◆ Supplied data ◆
========

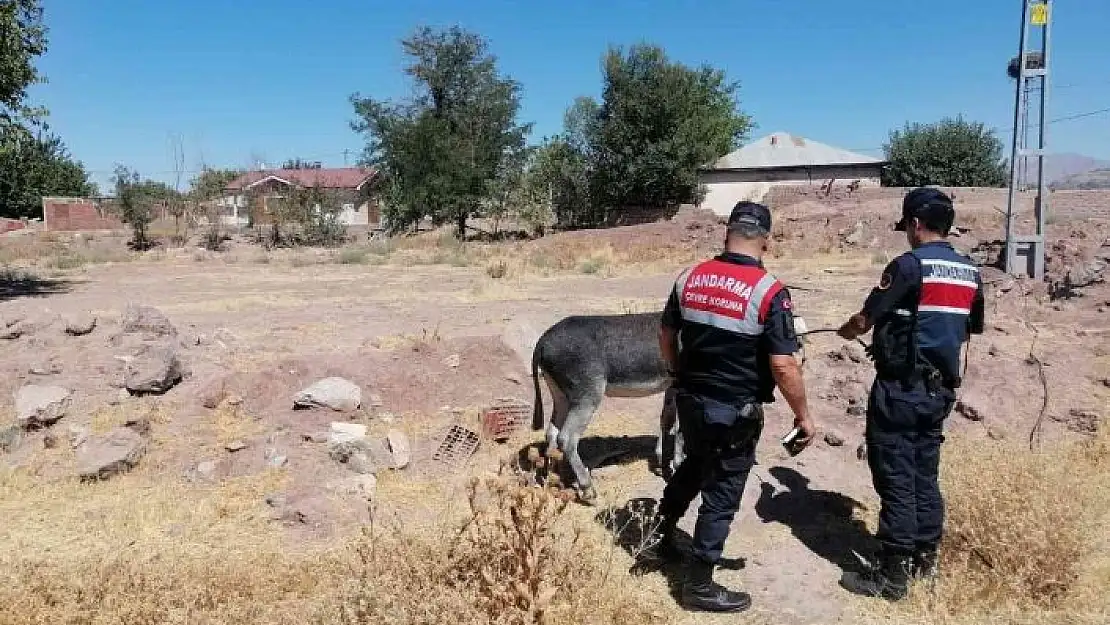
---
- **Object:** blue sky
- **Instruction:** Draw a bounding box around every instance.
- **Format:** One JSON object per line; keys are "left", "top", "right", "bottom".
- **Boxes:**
{"left": 29, "top": 0, "right": 1110, "bottom": 191}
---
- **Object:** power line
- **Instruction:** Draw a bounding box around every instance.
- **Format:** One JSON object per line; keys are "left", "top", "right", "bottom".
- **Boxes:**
{"left": 848, "top": 104, "right": 1110, "bottom": 154}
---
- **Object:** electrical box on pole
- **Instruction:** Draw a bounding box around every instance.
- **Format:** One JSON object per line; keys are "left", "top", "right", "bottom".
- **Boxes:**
{"left": 1004, "top": 0, "right": 1052, "bottom": 279}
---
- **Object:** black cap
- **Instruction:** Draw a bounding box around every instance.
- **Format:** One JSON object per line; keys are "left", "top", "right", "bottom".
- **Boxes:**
{"left": 894, "top": 187, "right": 955, "bottom": 233}
{"left": 727, "top": 201, "right": 772, "bottom": 234}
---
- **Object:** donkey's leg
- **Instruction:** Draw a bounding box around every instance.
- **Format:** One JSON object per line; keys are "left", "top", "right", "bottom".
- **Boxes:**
{"left": 558, "top": 380, "right": 605, "bottom": 505}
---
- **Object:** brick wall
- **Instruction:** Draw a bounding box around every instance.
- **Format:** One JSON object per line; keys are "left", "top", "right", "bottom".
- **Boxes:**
{"left": 42, "top": 197, "right": 126, "bottom": 232}
{"left": 0, "top": 218, "right": 27, "bottom": 234}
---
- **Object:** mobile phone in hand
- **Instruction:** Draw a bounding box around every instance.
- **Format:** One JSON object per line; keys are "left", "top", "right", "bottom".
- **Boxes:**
{"left": 781, "top": 426, "right": 806, "bottom": 456}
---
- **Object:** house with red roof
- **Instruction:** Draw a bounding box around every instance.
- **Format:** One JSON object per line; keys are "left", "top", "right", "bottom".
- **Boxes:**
{"left": 219, "top": 166, "right": 383, "bottom": 230}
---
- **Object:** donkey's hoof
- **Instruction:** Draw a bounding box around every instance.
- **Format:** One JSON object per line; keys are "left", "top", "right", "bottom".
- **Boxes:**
{"left": 546, "top": 449, "right": 565, "bottom": 463}
{"left": 526, "top": 446, "right": 542, "bottom": 466}
{"left": 577, "top": 485, "right": 599, "bottom": 506}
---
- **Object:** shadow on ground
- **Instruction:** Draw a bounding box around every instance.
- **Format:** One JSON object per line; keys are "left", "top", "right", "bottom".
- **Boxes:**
{"left": 754, "top": 466, "right": 874, "bottom": 573}
{"left": 594, "top": 497, "right": 749, "bottom": 603}
{"left": 0, "top": 269, "right": 72, "bottom": 302}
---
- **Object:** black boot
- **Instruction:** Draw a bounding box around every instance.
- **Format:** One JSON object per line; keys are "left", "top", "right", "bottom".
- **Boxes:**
{"left": 911, "top": 549, "right": 938, "bottom": 582}
{"left": 680, "top": 558, "right": 752, "bottom": 612}
{"left": 841, "top": 552, "right": 910, "bottom": 601}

========

◆ What the exercise asks ◆
The entries above should be given again exactly, minus any pictures.

◆ Response to this task ◆
---
- **Object:** blue sky
- **Instruction:** Draw a bounding box around every instance.
- **Format:** One JSON object per line; keys are "left", "top", "right", "bottom".
- **Boxes:**
{"left": 29, "top": 0, "right": 1110, "bottom": 191}
---
- **Object:** power line
- **Instruction:** Draw a bounding box around every instance.
- **Format:** One JSON object per line; keys are "left", "top", "right", "bottom".
- **Boxes:**
{"left": 848, "top": 104, "right": 1110, "bottom": 154}
---
- **Object:** electrical box on pole
- **Instruction:** Draw a bounding box around every instance.
- **Format:** One JSON object per line; keys are "left", "top", "right", "bottom".
- **Boxes:**
{"left": 1004, "top": 0, "right": 1052, "bottom": 279}
---
- **Object:** black cap
- **Instruction:** Draw a bounding box around every instance.
- **Format:** One JSON object per line; keys are "left", "top", "right", "bottom".
- **Boxes:**
{"left": 894, "top": 187, "right": 955, "bottom": 233}
{"left": 727, "top": 201, "right": 772, "bottom": 234}
---
- **Object:** donkey's leg
- **Instruction:** Draw a bounding box around every instance.
- **Format:** One JSON object per line; keys are "left", "top", "right", "bottom".
- **Boxes:**
{"left": 558, "top": 380, "right": 605, "bottom": 505}
---
- **Object:** brick wall
- **Instruction:** Draw a bounding box around every instance.
- **Format:** One JSON object per line; keys are "left", "top", "right", "bottom".
- **Boxes:**
{"left": 42, "top": 197, "right": 126, "bottom": 232}
{"left": 0, "top": 218, "right": 27, "bottom": 234}
---
- **Object:** mobile phone in hand
- **Instruction:** Draw a bounding box around every instance.
- **Format:** One JSON object per line; keys are "left", "top", "right", "bottom".
- **Boxes:**
{"left": 781, "top": 426, "right": 806, "bottom": 456}
---
- **Object:** house with red roof
- **Instruction:** Draw a bounding box around every instance.
- **Format:** One JSON object per line; keys are "left", "top", "right", "bottom".
- **Boxes:**
{"left": 219, "top": 166, "right": 383, "bottom": 230}
---
- **Object:** donkey's hoof
- **Instruction:** Draw a bounding box around every instance.
- **Format:** One JSON object per line; keys are "left", "top", "right", "bottom".
- **Boxes:**
{"left": 546, "top": 449, "right": 565, "bottom": 463}
{"left": 526, "top": 446, "right": 542, "bottom": 466}
{"left": 577, "top": 485, "right": 599, "bottom": 506}
---
- **Object:** shadow on ground
- **Instruction:** Draw a bounding box around every instance.
- **Format:** One JSON object per line; keys are "left", "top", "right", "bottom".
- **Boxes:**
{"left": 754, "top": 466, "right": 874, "bottom": 573}
{"left": 594, "top": 497, "right": 749, "bottom": 603}
{"left": 0, "top": 269, "right": 72, "bottom": 302}
---
- **Object:** black boot
- **Instruction:** Draw a bounding box around every instance.
- **Format:** One JSON object per line; keys are "left", "top", "right", "bottom".
- **Boxes:**
{"left": 911, "top": 549, "right": 938, "bottom": 582}
{"left": 680, "top": 558, "right": 752, "bottom": 612}
{"left": 841, "top": 552, "right": 910, "bottom": 601}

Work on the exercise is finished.